In this week's look at three key issues, Robin Bloor and his team of colleagues take a look at setting up websites for users around the world, Novell's current woes and supply chains of the future...

By Bloor Research

Published: 27 November 2000 09:30 GMT

IDC has just published a white paper, sponsored by eTranslate, that suggests globalisation is going to be a major issue for future web implementations. Globalisation is the ability to move away from the expectation of technology driven by the needs of local or US economies and to provide support for the needs of every citizen - especially through different languages.

We all know that a web presence opens up worldwide markets but it is very easy to assume the information we need will be available in the language of our choice. The US dominance of the internet has made things easy for the English speaking nations of the world but, perhaps, we should look at the other side of the coin. How likely is it that we would buy a product if the sites offering it were available only in Spanish, Japanese or German? It is important to consider, therefore, the needs of markets such as China, Southern Europe and Asia if an organisation really wants to make the most of the web.

The IDC paper does some basic mathematics for us. It takes existing web usage statistics and then extends them out to 2003. The take up of internet technologies is already relatively high in the USA, Northern Europe and Scandinavia - all pretty good at speaking English. However, by 2003, IDC anticipates the proportion of all web users based in the US will fall from just fewer than 50 per cent to around 30 per cent. At the same time, areas such as Japan, Asia-Pacific and Western Europe will emerge as much more important players. User preferences for a language other than English will be as high as 84 per cent in Japan, 75 per cent in Latin America and 52 per cent in Western Europe.

Exercise tasks –
**1)** In the web globalization piece, transcribe the passage from "In this week's" to "of the future...".
**2)** Render this sentence from the web globalization piece into Spanish: "The IDC paper does some basic mathematics for us."

Data entries –
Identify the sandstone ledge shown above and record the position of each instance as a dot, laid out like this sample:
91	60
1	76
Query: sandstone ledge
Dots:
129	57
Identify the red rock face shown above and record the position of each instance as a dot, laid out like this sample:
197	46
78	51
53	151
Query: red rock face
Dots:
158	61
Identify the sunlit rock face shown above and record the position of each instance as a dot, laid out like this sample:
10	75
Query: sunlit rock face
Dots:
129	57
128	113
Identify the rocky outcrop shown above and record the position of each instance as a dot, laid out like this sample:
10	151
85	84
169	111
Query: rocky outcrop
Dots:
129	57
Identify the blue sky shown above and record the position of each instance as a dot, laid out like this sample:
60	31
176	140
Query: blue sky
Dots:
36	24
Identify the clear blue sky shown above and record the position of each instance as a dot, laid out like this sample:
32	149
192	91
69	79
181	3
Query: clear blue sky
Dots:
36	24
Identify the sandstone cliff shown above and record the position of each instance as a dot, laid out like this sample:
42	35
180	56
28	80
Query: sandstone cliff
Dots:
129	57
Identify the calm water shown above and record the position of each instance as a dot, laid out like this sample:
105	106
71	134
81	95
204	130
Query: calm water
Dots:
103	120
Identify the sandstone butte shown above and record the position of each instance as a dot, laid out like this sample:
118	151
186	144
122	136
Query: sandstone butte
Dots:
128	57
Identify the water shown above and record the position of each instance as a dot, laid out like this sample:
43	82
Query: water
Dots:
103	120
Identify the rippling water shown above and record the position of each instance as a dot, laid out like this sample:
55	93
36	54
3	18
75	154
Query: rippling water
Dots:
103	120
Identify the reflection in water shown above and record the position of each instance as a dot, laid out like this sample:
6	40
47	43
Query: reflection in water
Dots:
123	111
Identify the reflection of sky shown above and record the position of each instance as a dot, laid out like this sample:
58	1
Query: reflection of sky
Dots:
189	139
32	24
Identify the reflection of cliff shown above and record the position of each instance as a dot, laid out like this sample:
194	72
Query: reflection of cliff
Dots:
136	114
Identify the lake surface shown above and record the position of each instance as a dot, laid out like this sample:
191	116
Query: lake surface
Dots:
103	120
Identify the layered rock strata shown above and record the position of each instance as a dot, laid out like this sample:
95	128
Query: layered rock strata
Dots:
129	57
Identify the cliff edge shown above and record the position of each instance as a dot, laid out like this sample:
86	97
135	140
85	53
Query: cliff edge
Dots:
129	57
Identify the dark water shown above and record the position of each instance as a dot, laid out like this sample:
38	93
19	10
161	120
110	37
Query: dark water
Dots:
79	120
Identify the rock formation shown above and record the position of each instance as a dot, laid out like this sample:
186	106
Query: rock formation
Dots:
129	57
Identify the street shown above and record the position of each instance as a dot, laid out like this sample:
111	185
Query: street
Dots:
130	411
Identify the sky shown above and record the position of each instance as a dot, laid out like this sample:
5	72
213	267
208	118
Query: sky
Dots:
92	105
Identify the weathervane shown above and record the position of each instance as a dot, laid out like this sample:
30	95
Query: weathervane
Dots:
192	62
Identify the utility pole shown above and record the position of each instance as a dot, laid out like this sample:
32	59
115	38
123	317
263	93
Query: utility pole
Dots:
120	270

Set of answers –
**1)**
In this week's look at three key issues, Robin Bloor and his team of colleagues take a look at setting up websites for users around the world, Novell's current woes and supply chains of the future...

**2)** El informe de IDC nos hace unos cálculos matemáticos básicos.